Instructions to follow.
Could you copy, character for character, everything in the listing below from the line containing "Objective — one point per instance of the door" down to the line containing "Target: door handle", including both of those lines?

Data entries.
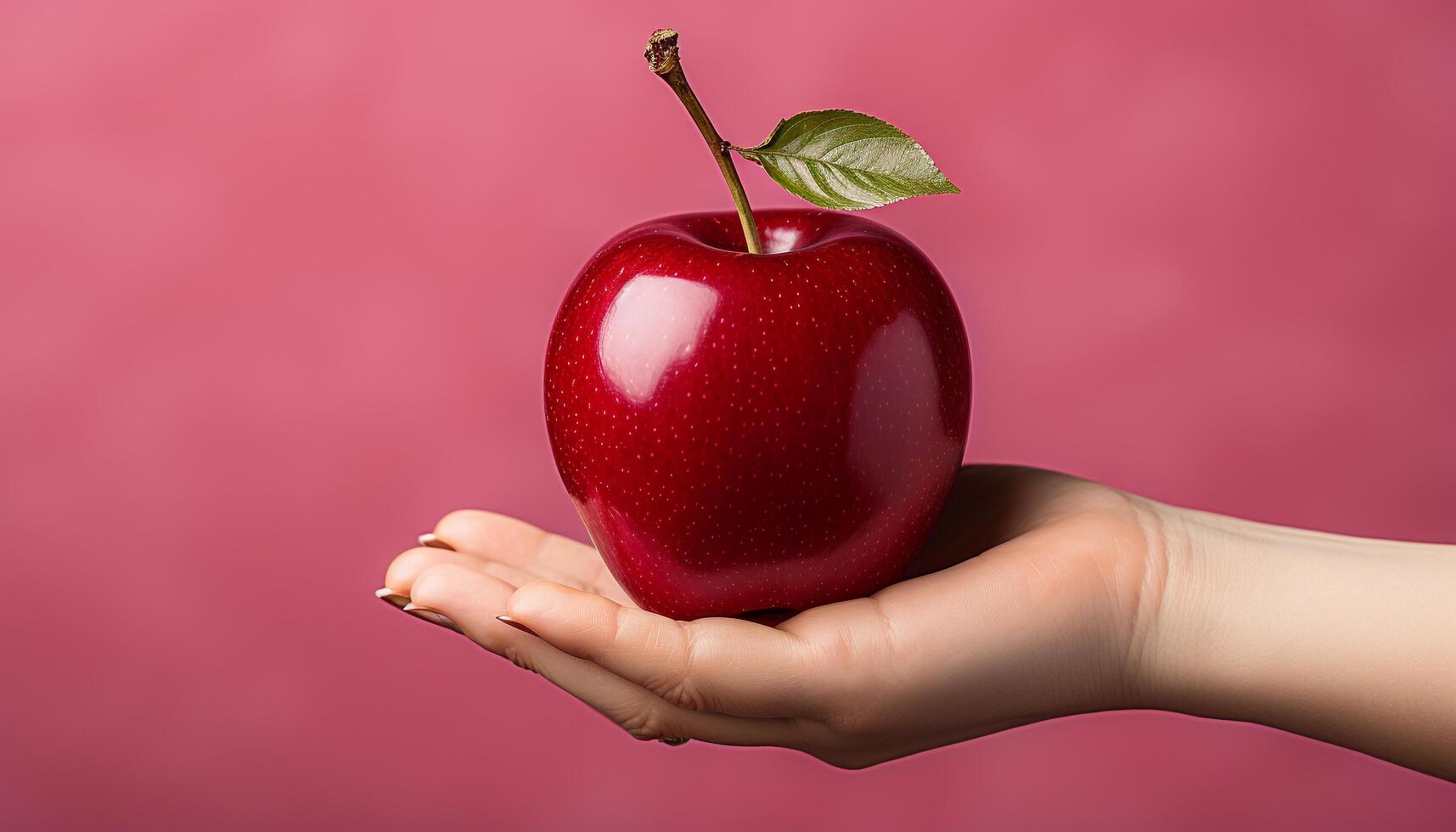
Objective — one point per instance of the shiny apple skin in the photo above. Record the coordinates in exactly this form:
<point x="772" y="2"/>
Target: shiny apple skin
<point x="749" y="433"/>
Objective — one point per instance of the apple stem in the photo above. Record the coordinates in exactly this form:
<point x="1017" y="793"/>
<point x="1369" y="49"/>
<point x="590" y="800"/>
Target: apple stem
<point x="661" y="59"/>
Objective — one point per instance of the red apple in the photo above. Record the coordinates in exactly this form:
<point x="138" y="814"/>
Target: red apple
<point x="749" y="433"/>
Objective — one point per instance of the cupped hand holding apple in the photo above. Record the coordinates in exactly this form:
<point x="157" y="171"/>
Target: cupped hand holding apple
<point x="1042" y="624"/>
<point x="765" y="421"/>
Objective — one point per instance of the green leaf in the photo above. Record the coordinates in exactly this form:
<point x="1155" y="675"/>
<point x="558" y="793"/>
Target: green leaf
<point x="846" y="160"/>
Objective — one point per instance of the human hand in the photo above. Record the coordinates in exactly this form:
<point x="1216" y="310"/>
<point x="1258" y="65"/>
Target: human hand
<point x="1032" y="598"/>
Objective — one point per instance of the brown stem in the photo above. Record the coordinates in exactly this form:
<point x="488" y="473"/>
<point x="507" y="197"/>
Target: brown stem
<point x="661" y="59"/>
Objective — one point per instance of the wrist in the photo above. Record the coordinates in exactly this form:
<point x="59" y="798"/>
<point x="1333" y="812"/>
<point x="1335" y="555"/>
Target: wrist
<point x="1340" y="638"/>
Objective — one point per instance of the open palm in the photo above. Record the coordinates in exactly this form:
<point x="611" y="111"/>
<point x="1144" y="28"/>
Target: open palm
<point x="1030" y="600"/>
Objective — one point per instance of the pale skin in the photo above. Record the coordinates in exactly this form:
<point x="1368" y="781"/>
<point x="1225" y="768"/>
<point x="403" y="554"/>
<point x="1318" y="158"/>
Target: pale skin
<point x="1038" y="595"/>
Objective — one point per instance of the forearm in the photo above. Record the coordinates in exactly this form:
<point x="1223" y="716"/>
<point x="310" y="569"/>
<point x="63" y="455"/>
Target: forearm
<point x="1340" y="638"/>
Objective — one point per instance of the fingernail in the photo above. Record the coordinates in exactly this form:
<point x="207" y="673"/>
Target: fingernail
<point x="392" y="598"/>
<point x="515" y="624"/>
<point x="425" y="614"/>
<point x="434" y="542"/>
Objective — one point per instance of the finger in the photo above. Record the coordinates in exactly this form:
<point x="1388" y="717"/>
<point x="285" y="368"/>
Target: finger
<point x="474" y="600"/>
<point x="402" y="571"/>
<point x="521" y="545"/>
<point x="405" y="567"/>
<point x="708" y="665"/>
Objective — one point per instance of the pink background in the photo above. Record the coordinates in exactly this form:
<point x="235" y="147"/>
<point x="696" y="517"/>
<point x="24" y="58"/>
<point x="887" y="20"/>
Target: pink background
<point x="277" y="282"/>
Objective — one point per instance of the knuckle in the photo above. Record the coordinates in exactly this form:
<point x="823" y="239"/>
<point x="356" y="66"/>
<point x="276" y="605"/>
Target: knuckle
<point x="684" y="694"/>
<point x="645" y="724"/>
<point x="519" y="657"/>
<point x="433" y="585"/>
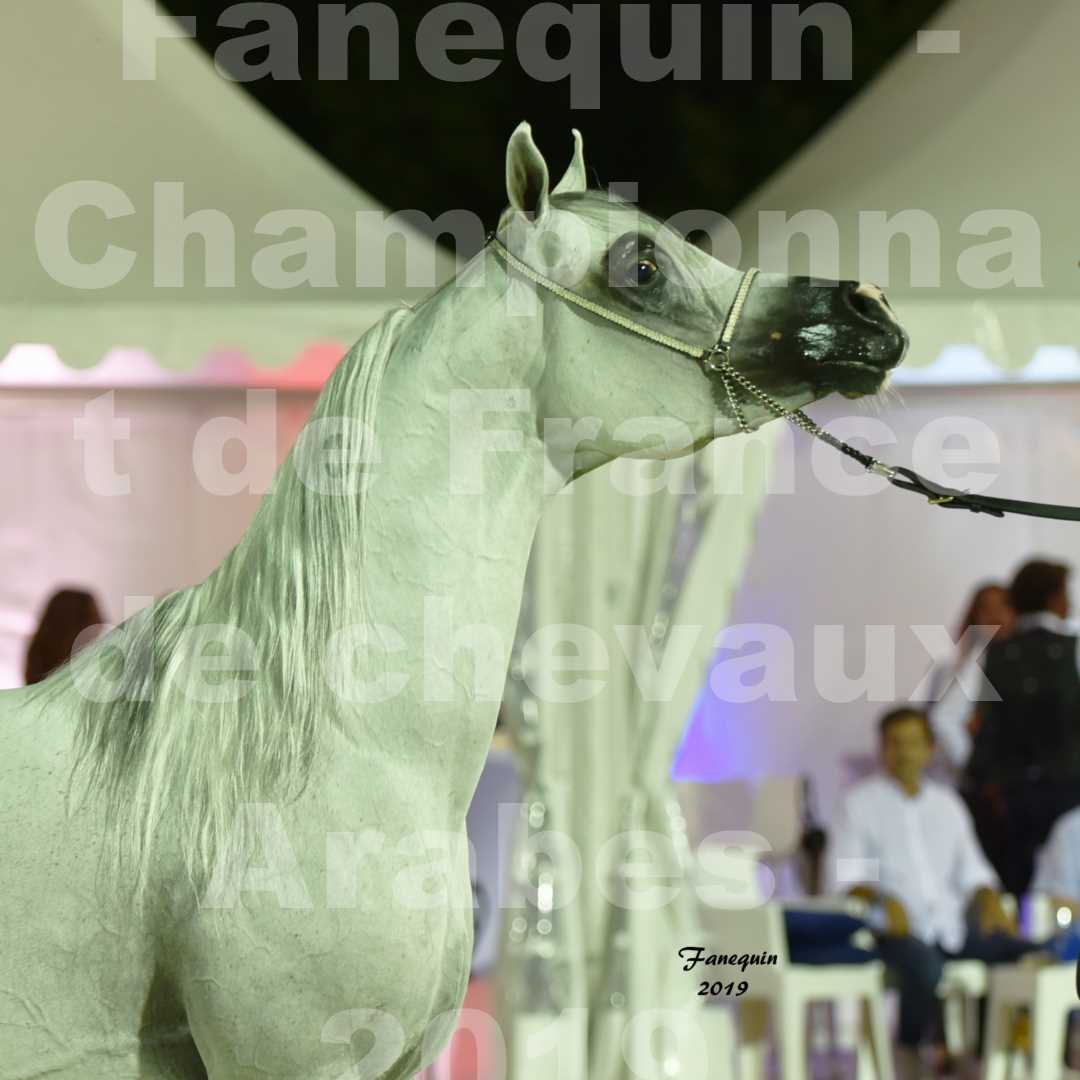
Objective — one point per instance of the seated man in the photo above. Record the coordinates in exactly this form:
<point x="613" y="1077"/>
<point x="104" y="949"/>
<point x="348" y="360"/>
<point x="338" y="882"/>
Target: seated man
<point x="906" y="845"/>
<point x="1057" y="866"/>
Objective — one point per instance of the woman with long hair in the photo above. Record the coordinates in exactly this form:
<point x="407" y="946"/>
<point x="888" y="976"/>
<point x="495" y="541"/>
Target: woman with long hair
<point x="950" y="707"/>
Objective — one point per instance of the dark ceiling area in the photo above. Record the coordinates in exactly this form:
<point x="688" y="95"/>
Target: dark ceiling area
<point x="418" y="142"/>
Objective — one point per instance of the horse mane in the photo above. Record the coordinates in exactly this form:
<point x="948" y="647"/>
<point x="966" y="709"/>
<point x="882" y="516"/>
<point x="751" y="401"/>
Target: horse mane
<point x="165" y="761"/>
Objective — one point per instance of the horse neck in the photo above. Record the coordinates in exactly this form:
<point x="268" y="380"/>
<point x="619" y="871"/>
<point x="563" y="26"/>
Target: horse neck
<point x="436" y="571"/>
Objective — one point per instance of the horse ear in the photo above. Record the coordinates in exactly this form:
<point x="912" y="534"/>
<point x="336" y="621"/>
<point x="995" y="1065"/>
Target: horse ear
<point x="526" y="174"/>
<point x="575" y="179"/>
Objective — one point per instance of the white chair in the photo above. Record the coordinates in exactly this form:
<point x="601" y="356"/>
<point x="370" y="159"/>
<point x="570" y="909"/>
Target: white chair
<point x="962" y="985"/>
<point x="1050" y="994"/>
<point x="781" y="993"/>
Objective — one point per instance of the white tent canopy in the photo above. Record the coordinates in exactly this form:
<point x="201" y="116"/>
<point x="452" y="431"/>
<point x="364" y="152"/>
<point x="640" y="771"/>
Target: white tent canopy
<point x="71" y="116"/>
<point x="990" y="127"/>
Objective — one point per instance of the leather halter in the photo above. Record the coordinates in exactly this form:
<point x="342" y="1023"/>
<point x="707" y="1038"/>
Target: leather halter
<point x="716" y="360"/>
--
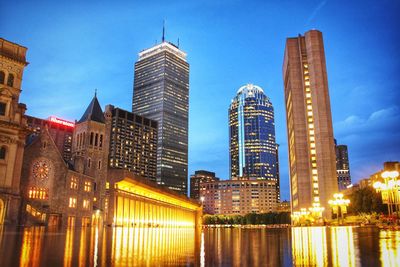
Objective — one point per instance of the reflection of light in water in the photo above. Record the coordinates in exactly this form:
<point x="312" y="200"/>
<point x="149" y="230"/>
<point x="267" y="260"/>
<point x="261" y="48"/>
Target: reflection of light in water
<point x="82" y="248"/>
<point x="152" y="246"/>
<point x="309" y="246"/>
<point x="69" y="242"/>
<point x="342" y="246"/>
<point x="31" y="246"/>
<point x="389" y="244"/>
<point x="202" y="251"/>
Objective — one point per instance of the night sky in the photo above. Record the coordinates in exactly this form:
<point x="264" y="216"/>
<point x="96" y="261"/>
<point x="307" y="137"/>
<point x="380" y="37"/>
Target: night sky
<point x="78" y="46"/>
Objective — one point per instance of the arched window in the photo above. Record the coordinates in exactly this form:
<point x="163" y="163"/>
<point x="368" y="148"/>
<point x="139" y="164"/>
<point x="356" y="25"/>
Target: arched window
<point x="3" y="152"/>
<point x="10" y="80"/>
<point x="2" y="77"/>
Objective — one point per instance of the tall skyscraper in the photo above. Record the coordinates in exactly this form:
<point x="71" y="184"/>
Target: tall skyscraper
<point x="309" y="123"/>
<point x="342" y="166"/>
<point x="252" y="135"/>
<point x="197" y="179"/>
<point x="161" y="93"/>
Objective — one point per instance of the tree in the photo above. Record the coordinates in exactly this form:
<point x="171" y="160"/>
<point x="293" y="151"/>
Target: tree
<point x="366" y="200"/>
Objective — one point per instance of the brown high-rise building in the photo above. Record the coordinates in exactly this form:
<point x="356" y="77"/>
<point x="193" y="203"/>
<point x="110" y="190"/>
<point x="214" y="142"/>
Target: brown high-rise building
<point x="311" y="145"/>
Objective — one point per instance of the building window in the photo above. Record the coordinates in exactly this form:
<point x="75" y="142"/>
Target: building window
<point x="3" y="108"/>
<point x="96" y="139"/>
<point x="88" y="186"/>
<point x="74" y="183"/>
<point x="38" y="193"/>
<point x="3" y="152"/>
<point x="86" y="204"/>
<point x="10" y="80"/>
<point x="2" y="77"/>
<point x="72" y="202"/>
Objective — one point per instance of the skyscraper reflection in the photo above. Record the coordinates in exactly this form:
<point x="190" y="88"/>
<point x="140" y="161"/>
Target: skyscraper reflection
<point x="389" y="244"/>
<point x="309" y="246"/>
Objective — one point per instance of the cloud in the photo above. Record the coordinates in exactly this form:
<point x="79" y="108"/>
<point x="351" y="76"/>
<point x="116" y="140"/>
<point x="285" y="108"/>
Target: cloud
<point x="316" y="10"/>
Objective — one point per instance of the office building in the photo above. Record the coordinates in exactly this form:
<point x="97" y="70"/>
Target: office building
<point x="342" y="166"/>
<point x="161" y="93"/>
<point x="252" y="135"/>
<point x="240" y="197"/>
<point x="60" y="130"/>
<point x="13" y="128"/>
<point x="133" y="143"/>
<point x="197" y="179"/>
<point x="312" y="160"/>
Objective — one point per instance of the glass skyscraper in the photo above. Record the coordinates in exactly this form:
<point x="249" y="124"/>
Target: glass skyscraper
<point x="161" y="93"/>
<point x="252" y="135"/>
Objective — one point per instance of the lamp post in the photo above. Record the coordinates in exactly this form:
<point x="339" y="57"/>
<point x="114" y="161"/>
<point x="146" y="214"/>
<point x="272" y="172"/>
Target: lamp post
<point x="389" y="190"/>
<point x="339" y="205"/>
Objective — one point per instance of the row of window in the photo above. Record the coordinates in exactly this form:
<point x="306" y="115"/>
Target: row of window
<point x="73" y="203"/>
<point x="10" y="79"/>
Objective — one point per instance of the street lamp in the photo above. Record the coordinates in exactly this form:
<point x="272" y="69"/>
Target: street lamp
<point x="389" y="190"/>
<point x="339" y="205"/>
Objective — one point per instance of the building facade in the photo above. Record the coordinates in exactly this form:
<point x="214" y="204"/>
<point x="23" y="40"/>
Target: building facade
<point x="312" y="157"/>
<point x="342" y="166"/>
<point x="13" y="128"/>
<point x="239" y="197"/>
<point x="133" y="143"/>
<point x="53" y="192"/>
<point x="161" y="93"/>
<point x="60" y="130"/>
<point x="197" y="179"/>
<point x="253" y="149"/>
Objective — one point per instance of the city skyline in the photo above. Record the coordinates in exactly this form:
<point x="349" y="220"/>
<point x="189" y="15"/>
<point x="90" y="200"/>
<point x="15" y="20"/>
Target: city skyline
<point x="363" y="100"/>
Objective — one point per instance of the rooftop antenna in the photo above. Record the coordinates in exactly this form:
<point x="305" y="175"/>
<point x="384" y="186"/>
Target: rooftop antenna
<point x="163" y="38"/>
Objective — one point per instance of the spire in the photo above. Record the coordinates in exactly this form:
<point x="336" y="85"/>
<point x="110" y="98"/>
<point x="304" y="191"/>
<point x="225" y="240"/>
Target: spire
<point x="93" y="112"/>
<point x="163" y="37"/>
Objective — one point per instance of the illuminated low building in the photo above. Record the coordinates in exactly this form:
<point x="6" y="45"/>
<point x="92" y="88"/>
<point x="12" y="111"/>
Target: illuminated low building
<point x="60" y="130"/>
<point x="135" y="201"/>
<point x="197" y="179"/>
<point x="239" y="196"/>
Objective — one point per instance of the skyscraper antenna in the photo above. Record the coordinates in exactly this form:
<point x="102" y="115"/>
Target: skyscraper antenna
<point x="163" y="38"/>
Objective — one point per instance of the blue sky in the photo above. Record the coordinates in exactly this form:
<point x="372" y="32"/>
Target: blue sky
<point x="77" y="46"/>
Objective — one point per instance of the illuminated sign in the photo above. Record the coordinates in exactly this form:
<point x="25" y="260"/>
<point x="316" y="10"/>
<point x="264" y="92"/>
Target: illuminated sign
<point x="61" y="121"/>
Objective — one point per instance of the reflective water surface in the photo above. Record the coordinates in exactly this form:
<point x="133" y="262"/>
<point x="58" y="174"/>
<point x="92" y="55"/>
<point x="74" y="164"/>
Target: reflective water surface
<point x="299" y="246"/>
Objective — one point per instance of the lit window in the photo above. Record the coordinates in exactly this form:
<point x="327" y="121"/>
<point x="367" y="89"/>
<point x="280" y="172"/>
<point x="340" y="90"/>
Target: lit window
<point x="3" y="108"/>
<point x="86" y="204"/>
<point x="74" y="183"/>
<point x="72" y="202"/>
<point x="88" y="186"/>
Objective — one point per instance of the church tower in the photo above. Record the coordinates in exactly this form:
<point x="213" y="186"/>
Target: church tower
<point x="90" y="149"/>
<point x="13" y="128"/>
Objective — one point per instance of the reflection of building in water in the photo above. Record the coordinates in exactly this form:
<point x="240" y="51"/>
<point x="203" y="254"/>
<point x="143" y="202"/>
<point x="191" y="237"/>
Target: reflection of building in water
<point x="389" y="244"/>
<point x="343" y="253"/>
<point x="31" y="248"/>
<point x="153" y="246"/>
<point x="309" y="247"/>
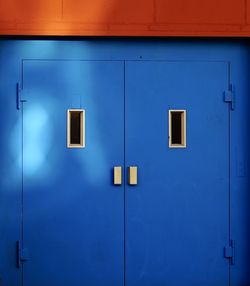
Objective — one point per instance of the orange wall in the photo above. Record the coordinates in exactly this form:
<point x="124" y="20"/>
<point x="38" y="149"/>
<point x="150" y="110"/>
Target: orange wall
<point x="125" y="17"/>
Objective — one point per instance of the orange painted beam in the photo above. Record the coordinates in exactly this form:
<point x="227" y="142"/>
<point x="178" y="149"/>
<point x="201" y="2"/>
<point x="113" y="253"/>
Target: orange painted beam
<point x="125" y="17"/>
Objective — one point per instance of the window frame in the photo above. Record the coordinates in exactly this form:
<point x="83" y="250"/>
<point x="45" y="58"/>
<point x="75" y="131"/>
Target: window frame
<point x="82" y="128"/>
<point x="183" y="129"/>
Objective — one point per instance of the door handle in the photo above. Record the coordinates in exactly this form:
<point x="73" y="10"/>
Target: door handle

Final result.
Objective — one point per instance of the door handle in the photo above. Record the coordinates in exactly this form:
<point x="73" y="10"/>
Target: door handle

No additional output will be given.